Reproduce the listing from the line containing "For every <instance>" through the line containing "positive clicks: (231, 121)", both included, substituting "coarse mask" for every "rough mask" and leaving everything else unchanged.

Dataset content -
============================================================

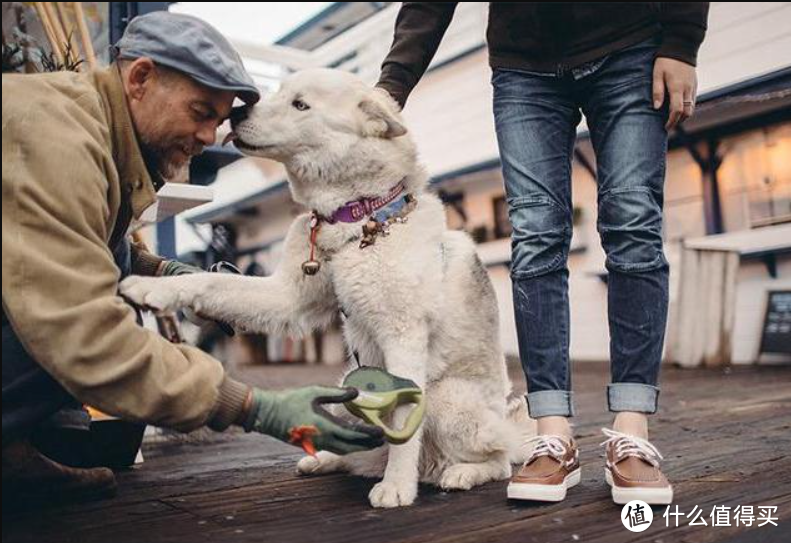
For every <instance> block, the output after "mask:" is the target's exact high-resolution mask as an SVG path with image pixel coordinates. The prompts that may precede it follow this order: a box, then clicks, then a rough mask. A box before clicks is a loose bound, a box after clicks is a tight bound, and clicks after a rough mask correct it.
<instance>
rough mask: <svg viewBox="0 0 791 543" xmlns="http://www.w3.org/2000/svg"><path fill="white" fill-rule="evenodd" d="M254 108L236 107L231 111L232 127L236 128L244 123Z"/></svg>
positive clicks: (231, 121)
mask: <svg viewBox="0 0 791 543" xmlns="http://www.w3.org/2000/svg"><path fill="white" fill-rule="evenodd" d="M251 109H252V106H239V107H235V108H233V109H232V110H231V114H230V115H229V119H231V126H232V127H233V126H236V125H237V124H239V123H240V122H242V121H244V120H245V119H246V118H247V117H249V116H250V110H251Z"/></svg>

============================================================

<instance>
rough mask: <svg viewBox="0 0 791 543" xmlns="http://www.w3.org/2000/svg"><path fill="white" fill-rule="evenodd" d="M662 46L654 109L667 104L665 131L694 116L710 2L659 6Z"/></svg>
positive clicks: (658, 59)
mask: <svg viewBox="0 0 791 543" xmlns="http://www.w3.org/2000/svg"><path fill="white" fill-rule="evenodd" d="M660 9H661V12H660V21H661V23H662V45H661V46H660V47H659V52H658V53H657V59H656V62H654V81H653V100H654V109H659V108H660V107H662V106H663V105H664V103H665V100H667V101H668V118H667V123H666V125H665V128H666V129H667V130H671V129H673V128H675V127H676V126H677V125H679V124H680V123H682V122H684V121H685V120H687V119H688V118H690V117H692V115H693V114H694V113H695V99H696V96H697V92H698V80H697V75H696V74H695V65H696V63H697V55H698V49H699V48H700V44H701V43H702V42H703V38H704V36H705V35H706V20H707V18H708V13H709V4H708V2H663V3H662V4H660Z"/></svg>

============================================================

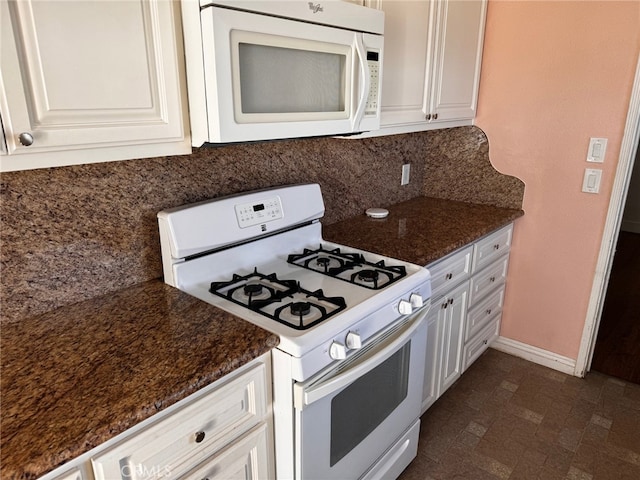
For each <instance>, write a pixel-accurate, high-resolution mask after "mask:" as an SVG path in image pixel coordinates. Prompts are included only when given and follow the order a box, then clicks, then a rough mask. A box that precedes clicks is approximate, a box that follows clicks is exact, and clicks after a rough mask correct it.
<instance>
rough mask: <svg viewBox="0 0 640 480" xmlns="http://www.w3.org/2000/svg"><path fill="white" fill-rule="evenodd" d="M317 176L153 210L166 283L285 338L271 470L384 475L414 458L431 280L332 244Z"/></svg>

============================================================

Solution for this problem -
For every <instance> block, the output after "mask:" is the target's exact high-resolution mask as an SVG path with image pixel coordinates. The prompts that may precede it follow this order: a box, then clicks, then a coarse mask. A box before clicks is a loose bound, a box after clicks is a tight bound, and clicks after a coarse mask correct it.
<instance>
coarse mask: <svg viewBox="0 0 791 543" xmlns="http://www.w3.org/2000/svg"><path fill="white" fill-rule="evenodd" d="M254 108L236 107L231 111L232 127L236 128L244 123Z"/></svg>
positive clicks: (231, 121)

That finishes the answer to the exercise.